> _Zu lesender Text_:
==================================================

Emmerich: An sich kostet ein Film dieser Größenordnung 250-260 Millionen Dollar. Dadurch, dass wir ihn für 200 Millionen Dollar hinbekamen, hatten wir jegliche Freiheit. Das Studio unterstützt uns, weil sie billiger kriegen, was sie sonst teurer bezahlen müssten. Und bei den „Notes", die sie uns mit Änderungen schicken, können wir auch „nein" sagen. Das ist doch cool: Du erhältst 200 Millionen Dollar und kannst damit machen, was du willst.

Marc Hairapetian: Es gehen in dem Film ziemlich viele Symbolbauten kaputt, nationale wie internationale. Die Ka´bah in Mekka wird auch kurz gezeigt, aber sie wird nicht atomisiert. War das zu riskant?

Emmerich: Ja. Wir hatten auch eine Szene im Hintergrund, bei der Leute vor einer Moschee nach Mekka beten. Und dann kommt die Welle. Es war uns doch zu riskant. Das ist es auch nicht wert für einen Unterhaltungsfilm. So beließen wir es bei der Szene in Rom, wo der Vatikan von der Flutwelle ergriffen wird. Auf der anderen Seite muss ich sagen, das ist der Zustand unserer heutigen Welt. Da gibt es ein paar fanatische Moslems, die schaffen es, dass man als westlicher Mensch irgendetwas nicht zeigen kann, was für uns natürlich ist. Jeder versteht es im Westen, dass wenn die Christusstatue in Rio zusammenfällt, es durch ein Erdbeben verursacht wird und nicht wegen einem Mangel des Glaubens.

==================================================

[Auszüge aus Daten zur Ortsbeschriftung]
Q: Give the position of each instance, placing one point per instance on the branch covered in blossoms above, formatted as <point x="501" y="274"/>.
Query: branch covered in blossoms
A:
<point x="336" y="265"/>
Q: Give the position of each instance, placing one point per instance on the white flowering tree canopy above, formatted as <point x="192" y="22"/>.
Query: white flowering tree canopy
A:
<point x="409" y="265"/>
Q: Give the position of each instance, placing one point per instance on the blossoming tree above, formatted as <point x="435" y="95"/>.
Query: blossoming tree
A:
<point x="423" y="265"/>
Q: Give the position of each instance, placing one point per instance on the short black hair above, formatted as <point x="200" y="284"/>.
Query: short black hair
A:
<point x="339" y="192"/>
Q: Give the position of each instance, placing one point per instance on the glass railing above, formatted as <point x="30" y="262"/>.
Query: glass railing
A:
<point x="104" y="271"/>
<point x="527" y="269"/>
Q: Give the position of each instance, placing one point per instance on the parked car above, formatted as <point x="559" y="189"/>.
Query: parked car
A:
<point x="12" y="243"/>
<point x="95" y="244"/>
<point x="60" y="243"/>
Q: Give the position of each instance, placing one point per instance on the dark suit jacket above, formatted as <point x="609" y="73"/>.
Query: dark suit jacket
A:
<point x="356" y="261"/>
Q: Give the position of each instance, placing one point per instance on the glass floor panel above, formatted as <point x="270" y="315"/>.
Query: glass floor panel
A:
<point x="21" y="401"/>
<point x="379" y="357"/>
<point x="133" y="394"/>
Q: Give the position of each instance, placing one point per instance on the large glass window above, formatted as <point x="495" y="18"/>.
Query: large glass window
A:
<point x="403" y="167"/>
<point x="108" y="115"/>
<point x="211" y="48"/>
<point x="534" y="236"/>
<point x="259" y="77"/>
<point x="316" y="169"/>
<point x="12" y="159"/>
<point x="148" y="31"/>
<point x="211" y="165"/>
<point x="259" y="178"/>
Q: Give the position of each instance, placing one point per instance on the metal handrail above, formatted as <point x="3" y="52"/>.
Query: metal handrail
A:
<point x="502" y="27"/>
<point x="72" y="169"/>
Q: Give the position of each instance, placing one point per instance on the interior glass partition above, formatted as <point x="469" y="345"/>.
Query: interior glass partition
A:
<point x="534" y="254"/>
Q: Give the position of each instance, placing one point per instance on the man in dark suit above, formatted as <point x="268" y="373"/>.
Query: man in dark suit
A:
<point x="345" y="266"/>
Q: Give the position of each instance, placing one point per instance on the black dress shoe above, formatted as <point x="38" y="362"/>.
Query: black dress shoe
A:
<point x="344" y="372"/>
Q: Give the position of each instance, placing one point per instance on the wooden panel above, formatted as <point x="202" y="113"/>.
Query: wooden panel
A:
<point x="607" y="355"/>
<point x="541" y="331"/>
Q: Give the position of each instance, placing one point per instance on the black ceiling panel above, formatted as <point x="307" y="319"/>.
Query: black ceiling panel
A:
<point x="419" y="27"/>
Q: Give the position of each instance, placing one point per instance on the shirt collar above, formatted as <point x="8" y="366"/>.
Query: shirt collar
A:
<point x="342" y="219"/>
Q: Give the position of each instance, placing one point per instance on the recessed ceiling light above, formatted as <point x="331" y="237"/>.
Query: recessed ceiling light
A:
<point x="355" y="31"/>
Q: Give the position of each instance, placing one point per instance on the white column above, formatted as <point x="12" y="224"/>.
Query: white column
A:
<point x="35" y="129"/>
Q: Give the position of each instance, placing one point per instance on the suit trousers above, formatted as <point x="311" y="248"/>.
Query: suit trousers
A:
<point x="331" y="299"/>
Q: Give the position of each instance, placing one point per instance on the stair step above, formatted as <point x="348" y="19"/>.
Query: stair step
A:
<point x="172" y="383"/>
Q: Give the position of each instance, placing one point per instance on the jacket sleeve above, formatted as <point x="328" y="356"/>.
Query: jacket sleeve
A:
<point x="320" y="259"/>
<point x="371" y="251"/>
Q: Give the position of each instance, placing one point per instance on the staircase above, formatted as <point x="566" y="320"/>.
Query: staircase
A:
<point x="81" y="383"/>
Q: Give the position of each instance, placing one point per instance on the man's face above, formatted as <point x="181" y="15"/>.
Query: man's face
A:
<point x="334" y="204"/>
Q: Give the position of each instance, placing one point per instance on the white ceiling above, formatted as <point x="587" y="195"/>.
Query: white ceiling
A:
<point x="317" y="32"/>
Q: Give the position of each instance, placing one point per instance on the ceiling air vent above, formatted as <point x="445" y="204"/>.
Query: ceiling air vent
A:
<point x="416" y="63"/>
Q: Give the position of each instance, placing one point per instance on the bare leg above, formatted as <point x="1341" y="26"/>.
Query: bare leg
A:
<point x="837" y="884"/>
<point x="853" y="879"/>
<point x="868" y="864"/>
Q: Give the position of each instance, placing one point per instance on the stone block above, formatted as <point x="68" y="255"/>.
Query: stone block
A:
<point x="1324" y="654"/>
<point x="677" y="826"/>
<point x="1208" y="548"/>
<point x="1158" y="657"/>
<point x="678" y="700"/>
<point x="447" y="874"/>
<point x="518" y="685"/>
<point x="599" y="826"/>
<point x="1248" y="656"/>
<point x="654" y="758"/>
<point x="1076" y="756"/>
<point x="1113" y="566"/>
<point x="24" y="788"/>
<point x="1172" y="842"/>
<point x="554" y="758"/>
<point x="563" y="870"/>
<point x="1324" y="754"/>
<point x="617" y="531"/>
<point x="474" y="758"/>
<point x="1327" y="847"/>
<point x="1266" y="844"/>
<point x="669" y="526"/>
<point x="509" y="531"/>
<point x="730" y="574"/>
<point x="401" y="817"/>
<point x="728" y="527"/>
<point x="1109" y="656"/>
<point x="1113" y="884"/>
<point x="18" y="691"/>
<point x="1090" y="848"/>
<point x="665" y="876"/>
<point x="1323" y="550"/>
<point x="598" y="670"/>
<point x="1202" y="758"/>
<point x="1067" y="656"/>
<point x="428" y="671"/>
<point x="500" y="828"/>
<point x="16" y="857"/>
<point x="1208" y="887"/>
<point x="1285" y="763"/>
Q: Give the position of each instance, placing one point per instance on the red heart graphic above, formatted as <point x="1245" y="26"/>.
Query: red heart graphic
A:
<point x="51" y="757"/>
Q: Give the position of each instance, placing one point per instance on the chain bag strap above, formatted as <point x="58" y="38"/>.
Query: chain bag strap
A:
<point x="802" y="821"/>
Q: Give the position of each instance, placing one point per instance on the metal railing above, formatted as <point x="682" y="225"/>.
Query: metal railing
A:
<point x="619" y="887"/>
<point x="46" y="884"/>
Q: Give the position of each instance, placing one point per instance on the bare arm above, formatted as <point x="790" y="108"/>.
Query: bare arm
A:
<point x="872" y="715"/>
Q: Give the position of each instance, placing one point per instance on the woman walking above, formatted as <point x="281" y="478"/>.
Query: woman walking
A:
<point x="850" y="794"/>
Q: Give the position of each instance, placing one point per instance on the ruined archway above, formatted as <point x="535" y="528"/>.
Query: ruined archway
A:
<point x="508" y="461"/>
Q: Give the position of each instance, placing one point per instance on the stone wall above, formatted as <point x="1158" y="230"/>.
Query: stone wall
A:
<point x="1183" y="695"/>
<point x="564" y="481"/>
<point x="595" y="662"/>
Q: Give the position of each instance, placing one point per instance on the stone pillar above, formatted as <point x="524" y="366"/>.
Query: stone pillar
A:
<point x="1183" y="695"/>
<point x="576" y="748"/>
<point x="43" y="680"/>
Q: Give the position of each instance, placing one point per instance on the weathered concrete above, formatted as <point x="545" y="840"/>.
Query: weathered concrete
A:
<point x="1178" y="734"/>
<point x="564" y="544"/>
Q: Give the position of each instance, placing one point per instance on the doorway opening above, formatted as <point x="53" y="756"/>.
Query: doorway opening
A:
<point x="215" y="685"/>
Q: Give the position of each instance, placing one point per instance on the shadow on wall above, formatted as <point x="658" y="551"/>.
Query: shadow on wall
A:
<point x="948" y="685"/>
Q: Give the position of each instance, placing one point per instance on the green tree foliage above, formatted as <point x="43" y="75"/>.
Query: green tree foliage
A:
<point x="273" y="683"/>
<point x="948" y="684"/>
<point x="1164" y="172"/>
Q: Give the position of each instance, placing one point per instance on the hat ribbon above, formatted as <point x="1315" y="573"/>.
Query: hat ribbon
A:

==================================================

> _Was verlangt wird_: Kannst du den Interviewauszug mit Emmerich weiter oben vollständig und Wort für Wort wiederholen?

> _Antwort zur Aufgabe_:
Emmerich: An sich kostet ein Film dieser Größenordnung 250-260 Millionen Dollar. Dadurch, dass wir ihn für 200 Millionen Dollar hinbekamen, hatten wir jegliche Freiheit. Das Studio unterstützt uns, weil sie billiger kriegen, was sie sonst teurer bezahlen müssten. Und bei den „Notes", die sie uns mit Änderungen schicken, können wir auch „nein" sagen. Das ist doch cool: Du erhältst 200 Millionen Dollar und kannst damit machen, was du willst.

Marc Hairapetian: Es gehen in dem Film ziemlich viele Symbolbauten kaputt, nationale wie internationale. Die Ka´bah in Mekka wird auch kurz gezeigt, aber sie wird nicht atomisiert. War das zu riskant?

Emmerich: Ja. Wir hatten auch eine Szene im Hintergrund, bei der Leute vor einer Moschee nach Mekka beten. Und dann kommt die Welle. Es war uns doch zu riskant. Das ist es auch nicht wert für einen Unterhaltungsfilm. So beließen wir es bei der Szene in Rom, wo der Vatikan von der Flutwelle ergriffen wird. Auf der anderen Seite muss ich sagen, das ist der Zustand unserer heutigen Welt. Da gibt es ein paar fanatische Moslems, die schaffen es, dass man als westlicher Mensch irgendetwas nicht zeigen kann, was für uns natürlich ist. Jeder versteht es im Westen, dass wenn die Christusstatue in Rio zusammenfällt, es durch ein Erdbeben verursacht wird und nicht wegen einem Mangel des Glaubens.